§ WHAT YOU NEED TO DO
Write the entries below out again exactly; any picture in them stays out.

§ EXCERPTED RECORDS

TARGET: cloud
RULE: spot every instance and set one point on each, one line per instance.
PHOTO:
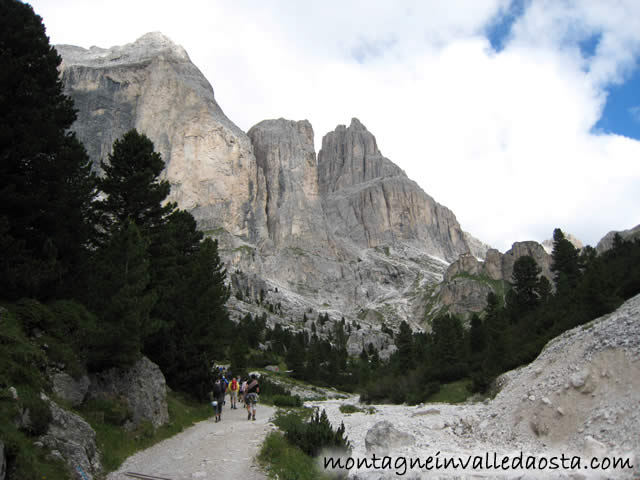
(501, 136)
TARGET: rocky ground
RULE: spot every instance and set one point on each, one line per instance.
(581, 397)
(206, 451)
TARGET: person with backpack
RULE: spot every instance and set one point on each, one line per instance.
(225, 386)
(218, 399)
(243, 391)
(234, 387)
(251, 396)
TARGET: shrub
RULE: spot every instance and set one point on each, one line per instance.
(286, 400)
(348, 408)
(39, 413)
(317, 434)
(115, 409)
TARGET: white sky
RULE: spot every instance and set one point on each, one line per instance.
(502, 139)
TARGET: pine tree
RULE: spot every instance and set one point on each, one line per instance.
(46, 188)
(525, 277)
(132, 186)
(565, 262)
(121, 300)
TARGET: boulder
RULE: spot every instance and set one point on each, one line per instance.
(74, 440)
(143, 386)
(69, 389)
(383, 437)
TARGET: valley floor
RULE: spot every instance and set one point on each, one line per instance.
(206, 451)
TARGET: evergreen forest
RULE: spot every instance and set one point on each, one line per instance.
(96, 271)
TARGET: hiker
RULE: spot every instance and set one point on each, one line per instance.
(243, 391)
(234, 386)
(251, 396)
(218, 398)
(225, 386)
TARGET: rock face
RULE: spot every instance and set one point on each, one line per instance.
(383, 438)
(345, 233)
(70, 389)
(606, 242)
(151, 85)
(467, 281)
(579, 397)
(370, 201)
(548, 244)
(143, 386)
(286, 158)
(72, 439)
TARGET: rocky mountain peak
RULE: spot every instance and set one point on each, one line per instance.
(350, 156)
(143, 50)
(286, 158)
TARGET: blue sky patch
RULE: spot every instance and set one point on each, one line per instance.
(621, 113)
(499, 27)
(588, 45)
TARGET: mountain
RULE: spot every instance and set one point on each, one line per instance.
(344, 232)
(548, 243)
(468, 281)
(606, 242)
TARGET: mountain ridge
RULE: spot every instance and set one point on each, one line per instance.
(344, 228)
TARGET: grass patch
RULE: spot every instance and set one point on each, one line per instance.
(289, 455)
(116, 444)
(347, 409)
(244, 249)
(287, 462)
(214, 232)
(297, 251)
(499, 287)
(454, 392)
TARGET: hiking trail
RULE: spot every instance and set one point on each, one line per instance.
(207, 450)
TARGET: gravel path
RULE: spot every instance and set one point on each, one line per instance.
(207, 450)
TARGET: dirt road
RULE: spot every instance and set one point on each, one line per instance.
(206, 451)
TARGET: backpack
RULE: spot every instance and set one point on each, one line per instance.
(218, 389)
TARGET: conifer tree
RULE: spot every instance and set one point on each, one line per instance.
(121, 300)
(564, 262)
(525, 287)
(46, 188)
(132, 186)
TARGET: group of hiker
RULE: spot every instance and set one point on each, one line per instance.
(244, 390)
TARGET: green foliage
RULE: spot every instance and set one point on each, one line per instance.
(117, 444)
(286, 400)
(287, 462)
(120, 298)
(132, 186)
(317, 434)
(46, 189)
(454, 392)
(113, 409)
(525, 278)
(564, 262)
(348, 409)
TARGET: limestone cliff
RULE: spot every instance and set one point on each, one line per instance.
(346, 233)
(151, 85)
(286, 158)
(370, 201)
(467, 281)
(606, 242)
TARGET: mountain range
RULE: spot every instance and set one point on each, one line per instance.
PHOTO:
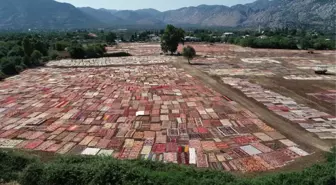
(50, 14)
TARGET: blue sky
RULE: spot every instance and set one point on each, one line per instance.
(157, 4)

§ RESPONSE TO THIS EXERCISE
TARGET: cloud
RULE: spot every instance and set one point on each, one line per instance.
PHOTO:
(501, 136)
TARGET: rocky ground
RULE: spot every instance and set one point on each, one line per instance.
(581, 397)
(206, 451)
TARGET: person with backpack
RULE: spot every instance and set one point on each, one line per instance.
(225, 386)
(218, 399)
(243, 391)
(234, 387)
(251, 396)
TARGET: shrub
RULE: spot every instance and set one point on each, one line per instance.
(286, 400)
(348, 408)
(39, 413)
(317, 434)
(115, 409)
TARGET: white sky
RULE: spot every instance and set one point on each, one line per instance.
(502, 139)
TARGET: pine tree
RULE: spot every instance and set one point on each, one line per instance.
(46, 188)
(525, 277)
(132, 186)
(565, 262)
(121, 300)
TARGET: boulder
RULE: spot every instance and set one point on each, one line per instance.
(74, 440)
(143, 386)
(69, 389)
(383, 437)
TARGET: valley floor
RULE: spot every instance and set one point on each, one line per instance.
(206, 451)
TARGET: evergreen forest
RULE: spot every instance and set one point on each, one line per instance.
(96, 271)
TARGET: hiker
RULE: spot every instance and set one point on each, one line per instance.
(243, 391)
(234, 386)
(251, 396)
(218, 398)
(225, 386)
TARGET: rock face
RULE: spot every instance and set one point on each, one line per instance.
(383, 438)
(345, 233)
(70, 389)
(606, 242)
(151, 85)
(467, 281)
(579, 397)
(370, 201)
(548, 244)
(143, 386)
(286, 158)
(72, 439)
TARGET: rocky mountain peak
RULE: spot every instance and set one point on each, one line per instance.
(350, 156)
(143, 50)
(286, 158)
TARGET: blue sky patch
RULE: spot every instance and set one point on each, one line per instance.
(621, 113)
(499, 27)
(588, 45)
TARGET: mountain
RULE: spot every instance and set one point on each, one line per instance.
(344, 232)
(548, 243)
(468, 281)
(606, 242)
TARGET: mountain ridge
RULE: spot every instance and set one point on each, one line per instance.
(344, 228)
TARGET: grass patch
RULE: spot every instance and set one point on each, one line per instance.
(289, 455)
(116, 444)
(347, 409)
(244, 249)
(287, 462)
(214, 232)
(297, 251)
(499, 287)
(454, 392)
TARGET: hiking trail
RULE: spot every instance and set one point on each, one line per instance.
(207, 450)
TARGET: gravel path
RULE: spot every instance and set one point on each, one line per instance.
(207, 450)
TARGET: dirt road
RULE: spot every instance and set one point on each, one line per instance.
(206, 451)
TARGET: backpack
RULE: spot every instance and set one point on each, one line per instance.
(218, 389)
TARGET: conifer tree
RULE: spot every instance and set one point on each, one line per instance.
(121, 300)
(564, 262)
(525, 287)
(46, 188)
(132, 186)
TARGET: group of hiker
RULE: spot every instance and set one point on each, one line per instance.
(244, 390)
TARGET: green foliage
RULE: spot every instance and set one point on each, one line per instance.
(117, 444)
(286, 400)
(287, 462)
(120, 298)
(132, 186)
(317, 434)
(46, 189)
(454, 392)
(113, 409)
(525, 278)
(564, 262)
(348, 409)
TARGET: limestone cliff
RULE: spot every instance and set one point on each, one line per instance.
(346, 233)
(151, 85)
(286, 158)
(370, 201)
(467, 281)
(606, 242)
TARGET: mountain range
RULE: spot every instance and set one point on each, one line per instance.
PHOTO:
(50, 14)
TARGET: blue sky
RULE: spot every instance and set one point on each, one line per instance.
(157, 4)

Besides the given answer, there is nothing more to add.